- WHAT IS NEEDED: For each line below that includes the string "rugby", show the whole line.

- RECORD EXTRACTS:
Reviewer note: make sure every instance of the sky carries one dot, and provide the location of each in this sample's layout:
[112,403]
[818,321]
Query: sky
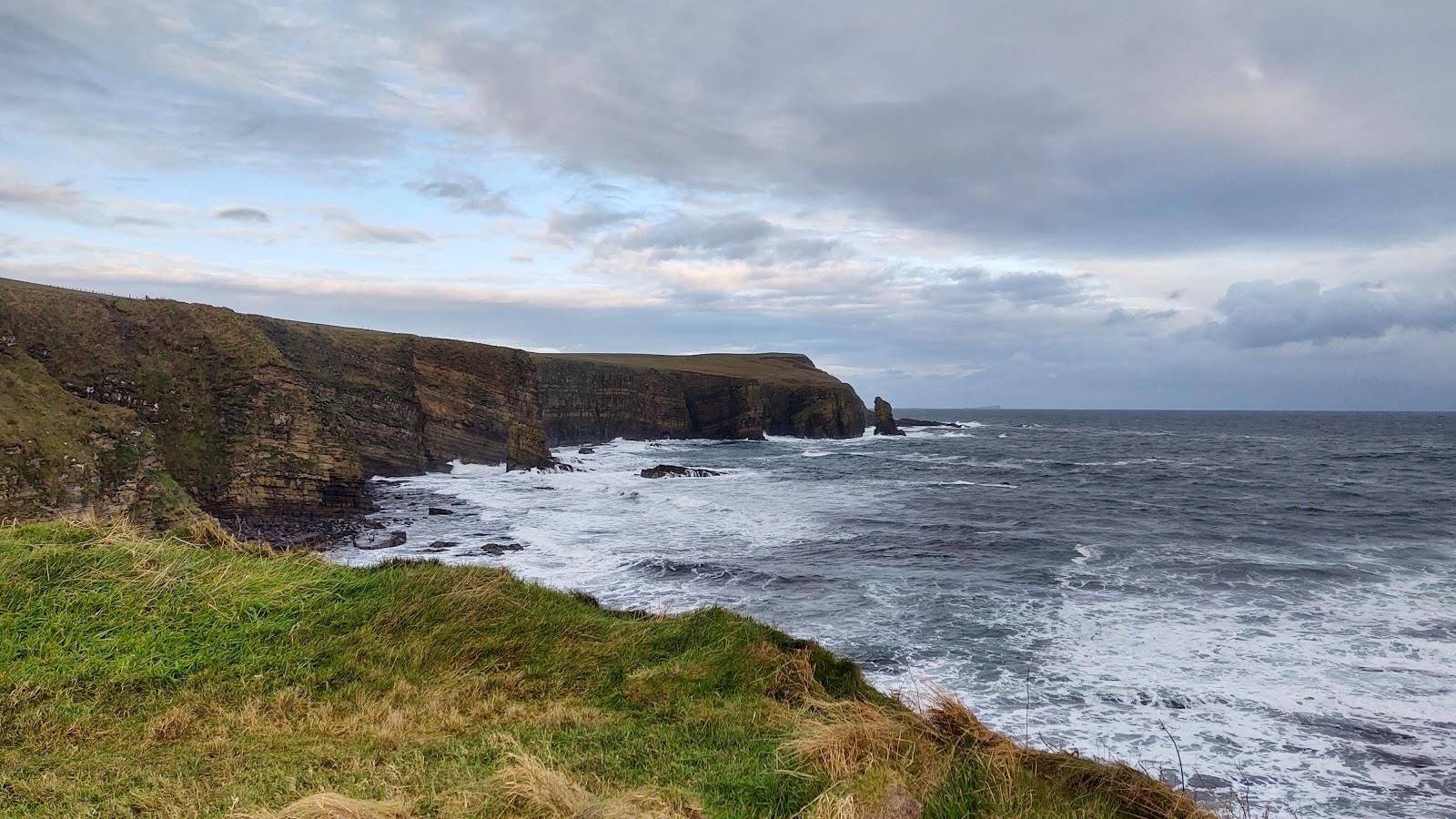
[1065,205]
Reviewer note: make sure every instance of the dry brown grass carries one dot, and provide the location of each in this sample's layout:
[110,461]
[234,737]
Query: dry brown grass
[844,739]
[536,789]
[870,751]
[334,806]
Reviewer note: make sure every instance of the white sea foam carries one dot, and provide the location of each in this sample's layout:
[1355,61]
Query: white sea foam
[1289,693]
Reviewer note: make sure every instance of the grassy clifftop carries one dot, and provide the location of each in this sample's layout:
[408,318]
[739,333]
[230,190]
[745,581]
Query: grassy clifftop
[790,368]
[188,675]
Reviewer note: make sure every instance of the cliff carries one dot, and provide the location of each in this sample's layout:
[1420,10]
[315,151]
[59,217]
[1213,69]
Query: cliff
[599,397]
[123,404]
[254,419]
[146,676]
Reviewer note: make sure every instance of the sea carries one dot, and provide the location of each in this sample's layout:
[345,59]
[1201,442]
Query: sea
[1257,606]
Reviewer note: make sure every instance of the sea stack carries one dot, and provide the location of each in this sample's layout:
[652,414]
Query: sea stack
[526,450]
[885,419]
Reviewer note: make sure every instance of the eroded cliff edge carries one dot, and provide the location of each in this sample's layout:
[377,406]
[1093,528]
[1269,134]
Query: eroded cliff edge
[116,404]
[599,397]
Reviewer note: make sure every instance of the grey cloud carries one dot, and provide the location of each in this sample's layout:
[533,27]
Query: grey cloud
[70,203]
[1266,314]
[587,220]
[203,84]
[40,197]
[1132,126]
[249,215]
[977,286]
[465,193]
[351,230]
[733,237]
[1126,317]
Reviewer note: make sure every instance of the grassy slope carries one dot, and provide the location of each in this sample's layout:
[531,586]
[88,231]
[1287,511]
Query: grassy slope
[153,676]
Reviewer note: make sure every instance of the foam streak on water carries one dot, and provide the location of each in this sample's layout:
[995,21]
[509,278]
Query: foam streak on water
[1276,589]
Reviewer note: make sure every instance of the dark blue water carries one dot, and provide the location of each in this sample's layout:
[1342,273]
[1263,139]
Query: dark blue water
[1276,592]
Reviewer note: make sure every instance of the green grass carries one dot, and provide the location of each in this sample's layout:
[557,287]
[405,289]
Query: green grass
[152,676]
[788,368]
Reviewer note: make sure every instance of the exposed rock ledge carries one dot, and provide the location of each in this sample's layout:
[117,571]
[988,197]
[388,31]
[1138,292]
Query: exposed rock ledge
[155,405]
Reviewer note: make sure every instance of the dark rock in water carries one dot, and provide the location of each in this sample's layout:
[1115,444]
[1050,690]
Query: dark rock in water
[670,471]
[885,419]
[390,541]
[924,423]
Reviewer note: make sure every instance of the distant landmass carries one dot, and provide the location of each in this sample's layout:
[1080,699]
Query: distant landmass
[150,405]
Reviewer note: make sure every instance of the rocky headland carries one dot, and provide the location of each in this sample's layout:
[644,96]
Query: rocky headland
[885,419]
[159,407]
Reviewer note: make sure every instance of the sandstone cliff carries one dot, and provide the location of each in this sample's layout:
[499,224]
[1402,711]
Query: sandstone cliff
[885,419]
[599,397]
[149,405]
[255,419]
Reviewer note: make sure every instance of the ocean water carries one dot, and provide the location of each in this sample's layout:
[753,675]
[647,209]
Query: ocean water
[1271,592]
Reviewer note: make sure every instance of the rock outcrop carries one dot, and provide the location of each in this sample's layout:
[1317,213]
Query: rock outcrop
[885,419]
[254,419]
[672,471]
[150,405]
[526,450]
[590,398]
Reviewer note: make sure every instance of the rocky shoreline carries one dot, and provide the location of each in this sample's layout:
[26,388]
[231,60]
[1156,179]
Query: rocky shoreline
[164,409]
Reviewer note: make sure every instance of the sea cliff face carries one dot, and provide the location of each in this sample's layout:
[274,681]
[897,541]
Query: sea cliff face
[601,397]
[123,405]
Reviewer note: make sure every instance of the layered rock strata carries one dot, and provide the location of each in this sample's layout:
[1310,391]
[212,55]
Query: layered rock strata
[116,404]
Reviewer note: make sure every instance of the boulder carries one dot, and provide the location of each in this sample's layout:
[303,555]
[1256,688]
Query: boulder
[386,542]
[924,423]
[670,471]
[526,450]
[885,419]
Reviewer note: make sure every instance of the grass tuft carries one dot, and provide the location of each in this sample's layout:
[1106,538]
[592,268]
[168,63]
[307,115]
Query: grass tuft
[191,675]
[334,806]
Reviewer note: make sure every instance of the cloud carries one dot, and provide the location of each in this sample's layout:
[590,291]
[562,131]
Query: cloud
[70,203]
[1125,317]
[1127,126]
[248,215]
[732,237]
[351,230]
[25,196]
[1267,314]
[465,193]
[1023,288]
[572,227]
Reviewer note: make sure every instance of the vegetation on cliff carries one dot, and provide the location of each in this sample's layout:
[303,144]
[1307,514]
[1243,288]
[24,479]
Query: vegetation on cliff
[189,675]
[259,419]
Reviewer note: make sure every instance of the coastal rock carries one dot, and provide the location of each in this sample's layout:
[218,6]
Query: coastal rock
[594,398]
[397,538]
[670,471]
[526,450]
[924,423]
[152,405]
[885,419]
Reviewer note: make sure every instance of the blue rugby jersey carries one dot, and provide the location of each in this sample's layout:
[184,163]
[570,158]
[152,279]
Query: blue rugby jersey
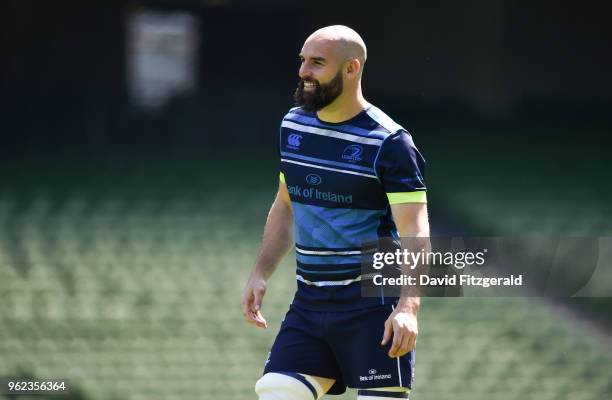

- PROBLEM SOLUTION:
Reviewer note: make sure every instance of the blue rugby jersey carries one dot, and provide the location of each in this sample's layout:
Query: blue rugby jersey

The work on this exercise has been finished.